→ **Task item A**: In the New Year passage, why does the writer want to give more time to volunteering in the community? Answer in one to three sentences.
→ **Task item B**: Reproduce a section of the New Year passage word for word, starting at "It is with great" and ending at "secret dreams realized.".

Welcome back, my friends! Happy New Year to all. Thank you for keeping in touch and keeping me in your lives. And a special hello to those who have come back after many years.
It is with great sadness that we say goodbye to 2008. So long, old friend. Adios Muchachos. Arrivederci. Thanks for being so good to me, to my family, to our friends and to our health. Thank you for helping to Make It Great in 2008 and for readying us for a new year full of surprises and secret dreams realized.
Like most of you, I am back to work and the daily grind and really not particularly crazy about it. Sure, I like my job as much as the next person and you bet I am grateful to even have one to go to with our economy and unemployment rates at the state they are in. However, I have to be honest and admit that as our two-week vacation started to dwindle away and January 5 began to close in on me, I realized how much more time I wished I had. Drats! If only I’d asked for more of that for Christmas instead of a new pair of shoes (and a fabulous new hat to match)! Naturally with more time I would be able to do more, right? Not so. Not me. I would do exactly as I had done for the past fourteen days. I want more time to sit and hold hands with my husband. Laughing. Crying. Sleeping in late. Staying up real late. Eating whenever. Doing whatever. Playing. I want more time to hang out with family and friends. I want more time to pretend like I’m going to be productive for a day … only to wind up sitting and holding hands with my husband.
And to nap, of course.
2009. It’s the dawn of new year … a new America. Soon we will have a new President in the White House and all of our new hopes will follow him there. I have my own dreams and wishes that I would like to see fulfilled this year. First and foremost I would like to volunteer more of my—dare I say it—time, to help others in my community. I’ve always gained such inner pride when I was able to see a project to completion knowing that me and a dozen other souls helped build dreams for people we will probably never meet. To know that I helped make someone’s life easier if for one day, is a joy you can’t really explain. So this year I hope to help others by giving them my time.

→ **Dataset entries**:
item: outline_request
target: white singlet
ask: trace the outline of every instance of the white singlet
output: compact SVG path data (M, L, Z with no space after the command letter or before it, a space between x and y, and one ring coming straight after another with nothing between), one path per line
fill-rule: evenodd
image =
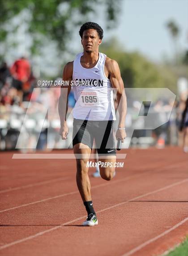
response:
M72 82L75 85L72 85L72 89L76 100L73 117L91 121L115 120L113 89L104 73L106 55L99 53L95 66L85 68L80 62L83 54L78 54L73 63Z

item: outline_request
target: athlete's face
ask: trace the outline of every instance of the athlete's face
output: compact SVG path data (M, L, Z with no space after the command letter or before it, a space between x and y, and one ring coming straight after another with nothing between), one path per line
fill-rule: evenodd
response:
M101 44L101 39L99 39L95 29L88 29L84 31L81 44L85 52L92 53L95 51Z

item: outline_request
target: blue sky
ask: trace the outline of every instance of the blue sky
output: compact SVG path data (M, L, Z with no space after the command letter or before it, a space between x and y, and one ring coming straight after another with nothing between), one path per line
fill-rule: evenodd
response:
M115 35L128 50L138 50L154 60L163 54L171 55L173 45L165 23L174 19L181 29L179 45L187 48L188 1L122 0L117 27L106 31L107 38Z

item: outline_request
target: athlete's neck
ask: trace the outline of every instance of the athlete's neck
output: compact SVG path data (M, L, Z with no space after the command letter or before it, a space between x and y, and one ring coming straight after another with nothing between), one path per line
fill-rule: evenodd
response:
M92 64L98 61L98 51L89 53L84 51L84 54L81 58L81 62Z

→ **Reply A**: The writer has always felt deep inner pride on seeing a project through to completion, knowing that they and others helped build dreams for people they will probably never meet. Knowing they made someone's life easier, even for one day, brings a joy that is hard to explain.

→ **Reply B**:
It is with great sadness that we say goodbye to 2008. So long, old friend. Adios Muchachos. Arrivederci. Thanks for being so good to me, to my family, to our friends and to our health. Thank you for helping to Make It Great in 2008 and for readying us for a new year full of surprises and secret dreams realized.